- [TEXTAUSZUG]:
★ ★ ★ ★ ★ ★ ★
Beziehungen hatte ich vor der Ehe mehr als zwei, aber diese beiden Männer liebte ich weiter, wobei ich mit dem Einen nie eine Beziehung hatte, denn der Mann, der die "erste große Liebe meines Lebens" war, ist schwul.
War meine Ehe, bevor sie 2006 durch eine weitere gelebte Liebe der Definition "polyamor" nahe kam, also nicht monogam?
Ich fühlte mich aufgrund der schon beim "Ja" zur Ehe empfundenen Liebe zu Weiteren nie als "Ehebrecherin" und stellte wegen dieser früher begonnenen Lieben, die eben nie enden, weder meine Treue in den folgenden 14 Jahren Ehe infrage, noch würde ich diese Jahre als "polyamor" bezeichnen.
Ich hatte "Treue" aber auch nie damit in Verbindung gebracht, dass mein Denken und Fühlen sich kontrollieren lassen müsste. Wie soll das auch gehen???
Gedanken und Gefühle sind frei - gehören mir - und so lange sie im Handeln keine Konsequenzen für meinen Partner haben, ist das absolut in Ordnung.
"Untreue" wird es - in meinen Augen - erst dann, wenn ich aufgrund meiner Gefühle etwas heimlich tue, was meinen Partner, würde er es wissen, verletzt.
"Untreu sein" beginnt für mich beim Vorspielen irgendeiner Rolle, wodurch ich einem Partner die Freiheit nehme, sich für oder gegen mich zu entscheiden, weil ich mich so verstelle, dass er keine Chance hat, mich zu sehen. DAS macht schon insofern keinen Sinn, dass mein Gegenüber mich doch nur dann lieben kann, wenn ich auch authentisch und ehrlich bin.
★ ★ ★ ★ ★ ★ ★
- [AUFGELISTETE EINTRÄGE]:
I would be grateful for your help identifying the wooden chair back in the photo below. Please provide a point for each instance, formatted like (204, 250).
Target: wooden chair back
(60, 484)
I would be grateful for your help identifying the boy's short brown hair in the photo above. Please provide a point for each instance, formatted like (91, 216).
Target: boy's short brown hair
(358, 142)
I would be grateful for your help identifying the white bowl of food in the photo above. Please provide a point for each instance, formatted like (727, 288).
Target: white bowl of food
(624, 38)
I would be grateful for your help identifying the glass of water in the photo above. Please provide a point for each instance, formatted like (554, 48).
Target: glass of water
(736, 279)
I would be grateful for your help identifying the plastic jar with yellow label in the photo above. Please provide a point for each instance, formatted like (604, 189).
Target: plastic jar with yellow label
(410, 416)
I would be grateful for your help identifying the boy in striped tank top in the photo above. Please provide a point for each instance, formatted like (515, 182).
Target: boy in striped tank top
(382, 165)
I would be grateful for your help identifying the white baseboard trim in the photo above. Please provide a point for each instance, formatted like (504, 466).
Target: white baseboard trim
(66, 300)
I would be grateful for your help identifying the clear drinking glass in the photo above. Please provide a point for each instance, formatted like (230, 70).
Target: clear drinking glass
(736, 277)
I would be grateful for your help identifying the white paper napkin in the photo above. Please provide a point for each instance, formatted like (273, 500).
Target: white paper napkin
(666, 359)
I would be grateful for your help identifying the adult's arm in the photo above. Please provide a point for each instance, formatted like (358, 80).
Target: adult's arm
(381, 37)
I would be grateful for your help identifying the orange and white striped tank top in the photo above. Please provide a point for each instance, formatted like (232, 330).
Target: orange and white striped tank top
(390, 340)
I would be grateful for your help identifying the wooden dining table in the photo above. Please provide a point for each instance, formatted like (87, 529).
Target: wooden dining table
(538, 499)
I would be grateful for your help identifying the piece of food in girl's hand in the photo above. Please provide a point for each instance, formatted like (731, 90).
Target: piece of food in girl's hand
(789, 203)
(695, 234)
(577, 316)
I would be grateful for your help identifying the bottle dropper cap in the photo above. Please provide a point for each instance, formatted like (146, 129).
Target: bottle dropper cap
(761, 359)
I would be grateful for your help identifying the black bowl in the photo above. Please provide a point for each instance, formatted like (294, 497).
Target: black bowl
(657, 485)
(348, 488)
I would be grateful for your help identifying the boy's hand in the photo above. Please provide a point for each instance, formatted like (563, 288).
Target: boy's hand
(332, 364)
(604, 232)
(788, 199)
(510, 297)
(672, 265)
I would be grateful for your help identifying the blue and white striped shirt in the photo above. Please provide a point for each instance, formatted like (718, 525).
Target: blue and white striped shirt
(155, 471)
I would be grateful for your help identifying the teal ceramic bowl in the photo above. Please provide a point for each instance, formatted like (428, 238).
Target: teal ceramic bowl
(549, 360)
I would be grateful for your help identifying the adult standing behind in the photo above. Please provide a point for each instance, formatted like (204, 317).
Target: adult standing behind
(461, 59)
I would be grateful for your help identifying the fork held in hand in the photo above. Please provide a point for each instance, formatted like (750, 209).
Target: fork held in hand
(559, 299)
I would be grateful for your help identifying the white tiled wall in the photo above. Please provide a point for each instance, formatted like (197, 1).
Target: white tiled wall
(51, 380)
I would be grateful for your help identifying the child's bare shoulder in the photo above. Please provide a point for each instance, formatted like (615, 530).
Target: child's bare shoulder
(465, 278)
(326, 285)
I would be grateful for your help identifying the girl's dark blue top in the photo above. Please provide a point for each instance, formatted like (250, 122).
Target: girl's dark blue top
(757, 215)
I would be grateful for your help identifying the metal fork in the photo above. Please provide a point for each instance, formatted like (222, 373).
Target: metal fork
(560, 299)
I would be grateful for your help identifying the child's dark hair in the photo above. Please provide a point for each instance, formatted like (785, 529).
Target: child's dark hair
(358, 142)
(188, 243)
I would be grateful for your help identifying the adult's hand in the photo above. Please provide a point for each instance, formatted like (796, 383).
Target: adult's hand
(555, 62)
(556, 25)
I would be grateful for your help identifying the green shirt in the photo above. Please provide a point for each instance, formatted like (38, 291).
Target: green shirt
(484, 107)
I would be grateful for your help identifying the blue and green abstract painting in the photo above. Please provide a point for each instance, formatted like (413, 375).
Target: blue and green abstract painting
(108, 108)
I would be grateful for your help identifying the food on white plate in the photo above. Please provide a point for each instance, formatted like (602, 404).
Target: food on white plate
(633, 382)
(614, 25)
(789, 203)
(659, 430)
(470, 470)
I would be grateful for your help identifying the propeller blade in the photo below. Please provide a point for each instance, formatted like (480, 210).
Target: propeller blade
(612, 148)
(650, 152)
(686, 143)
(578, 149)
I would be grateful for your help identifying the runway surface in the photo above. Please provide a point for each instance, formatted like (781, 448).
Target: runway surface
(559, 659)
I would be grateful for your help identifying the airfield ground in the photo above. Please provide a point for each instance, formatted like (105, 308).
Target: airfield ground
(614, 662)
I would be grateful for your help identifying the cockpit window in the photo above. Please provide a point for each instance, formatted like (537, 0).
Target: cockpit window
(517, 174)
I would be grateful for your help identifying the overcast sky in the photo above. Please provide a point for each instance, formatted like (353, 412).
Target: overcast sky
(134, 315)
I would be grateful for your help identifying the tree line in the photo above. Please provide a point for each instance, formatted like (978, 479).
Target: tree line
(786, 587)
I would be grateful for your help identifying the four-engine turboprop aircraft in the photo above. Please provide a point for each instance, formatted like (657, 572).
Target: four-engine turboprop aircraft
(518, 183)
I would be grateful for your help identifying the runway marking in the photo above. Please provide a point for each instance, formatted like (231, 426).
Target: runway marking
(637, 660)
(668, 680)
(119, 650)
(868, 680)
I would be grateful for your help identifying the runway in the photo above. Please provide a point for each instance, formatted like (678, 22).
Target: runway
★ ★ ★ ★ ★ ★ ★
- [ARBEITSAUFTRÄGE]:
1. In welchem Jahr kam die Ehe laut Textauszug der Definition „polyamor“ nahe, und wodurch?
2. Gib den Abschnitt des Textauszugs zwischen „War meine Ehe, bevor“ und „das auch gehen???“, beide eingeschlossen, wortgetreu wieder.

- [LÖSUNGEN]:
1. Im Jahr 2006, durch eine weitere gelebte Liebe.

2.
War meine Ehe, bevor sie 2006 durch eine weitere gelebte Liebe der Definition "polyamor" nahe kam, also nicht monogam?
Ich fühlte mich aufgrund der schon beim "Ja" zur Ehe empfundenen Liebe zu Weiteren nie als "Ehebrecherin" und stellte wegen dieser früher begonnenen Lieben, die eben nie enden, weder meine Treue in den folgenden 14 Jahren Ehe infrage, noch würde ich diese Jahre als "polyamor" bezeichnen.
Ich hatte "Treue" aber auch nie damit in Verbindung gebracht, dass mein Denken und Fühlen sich kontrollieren lassen müsste. Wie soll das auch gehen???